▶ _Instruction_:
Start at the line that has "In this photo, each instance of the cleaning" and write out every line through the end of the records. Swap "small boat" for "fishing boat" and leave everything else unchanged.

▶ _Record excerpts_:
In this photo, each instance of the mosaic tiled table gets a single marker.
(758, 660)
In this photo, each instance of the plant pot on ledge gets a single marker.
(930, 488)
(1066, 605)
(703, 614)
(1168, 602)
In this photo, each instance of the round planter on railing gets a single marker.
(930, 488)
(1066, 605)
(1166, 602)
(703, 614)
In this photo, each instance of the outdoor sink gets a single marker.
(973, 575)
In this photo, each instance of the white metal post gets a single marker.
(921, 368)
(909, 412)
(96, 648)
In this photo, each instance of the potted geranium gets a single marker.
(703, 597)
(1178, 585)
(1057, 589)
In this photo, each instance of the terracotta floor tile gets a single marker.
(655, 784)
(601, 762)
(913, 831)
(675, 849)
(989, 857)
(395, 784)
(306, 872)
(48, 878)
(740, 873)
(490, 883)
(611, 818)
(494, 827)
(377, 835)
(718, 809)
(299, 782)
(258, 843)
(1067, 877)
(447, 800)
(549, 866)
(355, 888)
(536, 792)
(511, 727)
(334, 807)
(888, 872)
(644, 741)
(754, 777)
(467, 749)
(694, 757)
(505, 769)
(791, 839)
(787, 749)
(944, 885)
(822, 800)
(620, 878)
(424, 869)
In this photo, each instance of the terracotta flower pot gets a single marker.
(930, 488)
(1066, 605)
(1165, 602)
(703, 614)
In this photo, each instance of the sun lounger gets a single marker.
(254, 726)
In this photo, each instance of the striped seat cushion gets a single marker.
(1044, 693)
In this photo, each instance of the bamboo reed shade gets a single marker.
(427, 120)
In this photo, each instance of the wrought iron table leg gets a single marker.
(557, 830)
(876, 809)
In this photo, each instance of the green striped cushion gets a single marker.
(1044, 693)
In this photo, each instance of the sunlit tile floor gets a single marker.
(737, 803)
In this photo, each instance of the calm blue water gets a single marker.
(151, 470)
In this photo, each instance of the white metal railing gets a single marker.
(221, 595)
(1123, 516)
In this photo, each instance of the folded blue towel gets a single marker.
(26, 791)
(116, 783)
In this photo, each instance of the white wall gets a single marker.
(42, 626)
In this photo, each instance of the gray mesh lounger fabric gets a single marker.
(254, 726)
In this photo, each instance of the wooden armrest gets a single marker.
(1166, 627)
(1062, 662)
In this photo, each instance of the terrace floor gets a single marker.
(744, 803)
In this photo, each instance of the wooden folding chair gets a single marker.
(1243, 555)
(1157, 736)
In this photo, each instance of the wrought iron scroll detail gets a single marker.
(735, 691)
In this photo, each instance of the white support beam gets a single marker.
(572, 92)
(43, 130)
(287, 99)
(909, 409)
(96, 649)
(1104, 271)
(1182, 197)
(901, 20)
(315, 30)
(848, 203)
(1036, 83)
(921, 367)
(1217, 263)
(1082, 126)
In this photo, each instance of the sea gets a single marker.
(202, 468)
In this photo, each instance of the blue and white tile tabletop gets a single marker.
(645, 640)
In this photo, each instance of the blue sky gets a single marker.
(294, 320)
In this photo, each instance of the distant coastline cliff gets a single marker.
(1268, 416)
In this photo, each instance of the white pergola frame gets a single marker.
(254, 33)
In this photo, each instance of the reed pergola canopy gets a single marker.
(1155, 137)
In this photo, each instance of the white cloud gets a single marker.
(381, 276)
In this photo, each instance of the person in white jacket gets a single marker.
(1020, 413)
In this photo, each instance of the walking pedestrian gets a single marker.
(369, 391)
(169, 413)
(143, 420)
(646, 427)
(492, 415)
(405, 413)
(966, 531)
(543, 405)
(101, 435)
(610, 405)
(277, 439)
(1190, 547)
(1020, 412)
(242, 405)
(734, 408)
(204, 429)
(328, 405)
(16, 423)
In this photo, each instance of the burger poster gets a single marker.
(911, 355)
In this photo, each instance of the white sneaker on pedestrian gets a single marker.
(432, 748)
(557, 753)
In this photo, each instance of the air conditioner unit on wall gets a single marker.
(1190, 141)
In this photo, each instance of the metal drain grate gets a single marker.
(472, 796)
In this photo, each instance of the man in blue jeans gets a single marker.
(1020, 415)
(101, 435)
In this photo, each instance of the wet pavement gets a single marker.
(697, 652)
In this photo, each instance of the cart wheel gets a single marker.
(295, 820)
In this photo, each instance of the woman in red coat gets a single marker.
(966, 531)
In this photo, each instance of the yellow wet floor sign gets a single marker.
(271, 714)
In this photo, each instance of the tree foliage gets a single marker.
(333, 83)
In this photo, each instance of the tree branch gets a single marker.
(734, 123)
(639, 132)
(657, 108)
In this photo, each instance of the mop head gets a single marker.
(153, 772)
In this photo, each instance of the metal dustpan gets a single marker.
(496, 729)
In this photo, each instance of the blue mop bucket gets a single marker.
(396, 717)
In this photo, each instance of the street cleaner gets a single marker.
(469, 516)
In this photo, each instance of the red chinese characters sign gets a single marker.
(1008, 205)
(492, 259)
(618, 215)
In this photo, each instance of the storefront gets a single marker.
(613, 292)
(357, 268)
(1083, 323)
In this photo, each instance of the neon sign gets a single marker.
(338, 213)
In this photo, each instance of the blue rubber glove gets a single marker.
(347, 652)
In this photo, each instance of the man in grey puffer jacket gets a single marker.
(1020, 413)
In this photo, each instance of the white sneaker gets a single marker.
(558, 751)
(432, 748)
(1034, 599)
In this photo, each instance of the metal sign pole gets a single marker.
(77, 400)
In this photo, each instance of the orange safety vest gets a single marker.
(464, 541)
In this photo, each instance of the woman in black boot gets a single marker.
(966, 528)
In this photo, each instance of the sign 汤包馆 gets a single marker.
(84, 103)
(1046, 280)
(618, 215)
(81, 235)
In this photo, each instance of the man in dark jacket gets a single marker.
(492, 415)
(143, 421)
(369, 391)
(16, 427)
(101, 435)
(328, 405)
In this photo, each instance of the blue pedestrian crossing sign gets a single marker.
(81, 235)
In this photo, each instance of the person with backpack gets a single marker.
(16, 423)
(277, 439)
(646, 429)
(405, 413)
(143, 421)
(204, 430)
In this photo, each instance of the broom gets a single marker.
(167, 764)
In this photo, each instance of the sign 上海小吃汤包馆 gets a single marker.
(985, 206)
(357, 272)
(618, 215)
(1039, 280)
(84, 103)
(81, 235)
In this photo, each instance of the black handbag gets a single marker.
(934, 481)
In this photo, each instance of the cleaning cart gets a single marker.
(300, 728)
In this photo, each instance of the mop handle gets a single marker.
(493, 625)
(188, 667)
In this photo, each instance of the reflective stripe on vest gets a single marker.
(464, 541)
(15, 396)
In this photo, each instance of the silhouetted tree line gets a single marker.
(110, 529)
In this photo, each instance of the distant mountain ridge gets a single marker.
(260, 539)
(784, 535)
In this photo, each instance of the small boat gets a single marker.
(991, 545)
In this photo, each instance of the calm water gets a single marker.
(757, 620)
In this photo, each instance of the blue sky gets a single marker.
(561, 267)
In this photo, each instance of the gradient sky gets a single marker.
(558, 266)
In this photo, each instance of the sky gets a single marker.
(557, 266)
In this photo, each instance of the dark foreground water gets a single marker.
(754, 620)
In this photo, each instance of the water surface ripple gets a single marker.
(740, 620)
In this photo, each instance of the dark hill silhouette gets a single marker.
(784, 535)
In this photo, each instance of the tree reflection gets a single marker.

▶ _Answer to this task_:
In this photo, each instance of the cleaning cart gets a single marker.
(300, 728)
In this photo, each instance of the mop handle gets a single marker.
(493, 625)
(188, 667)
In this photo, each instance of the reflective stripe on vest gets a single marker.
(464, 541)
(15, 396)
In this photo, each instance of the silhouetted tree line gets a single marker.
(110, 529)
In this photo, each instance of the distant mountain ridge gets a single marker.
(260, 539)
(784, 535)
In this photo, each instance of the fishing boat gets a single marker.
(991, 545)
In this photo, each instance of the calm water gets a single marker.
(757, 620)
In this photo, each instance of the blue sky gets a single marker.
(561, 267)
In this photo, each instance of the gradient sky gets a single marker.
(558, 266)
In this photo, each instance of the sky gets a single marker.
(557, 266)
In this photo, each instance of the dark foreground water gets a single marker.
(754, 620)
In this photo, each instance of the water surface ripple gets a single marker.
(740, 620)
In this photo, each instance of the dark hill silhouette gets a single marker.
(784, 535)
In this photo, each instance of the tree reflection gets a single marker.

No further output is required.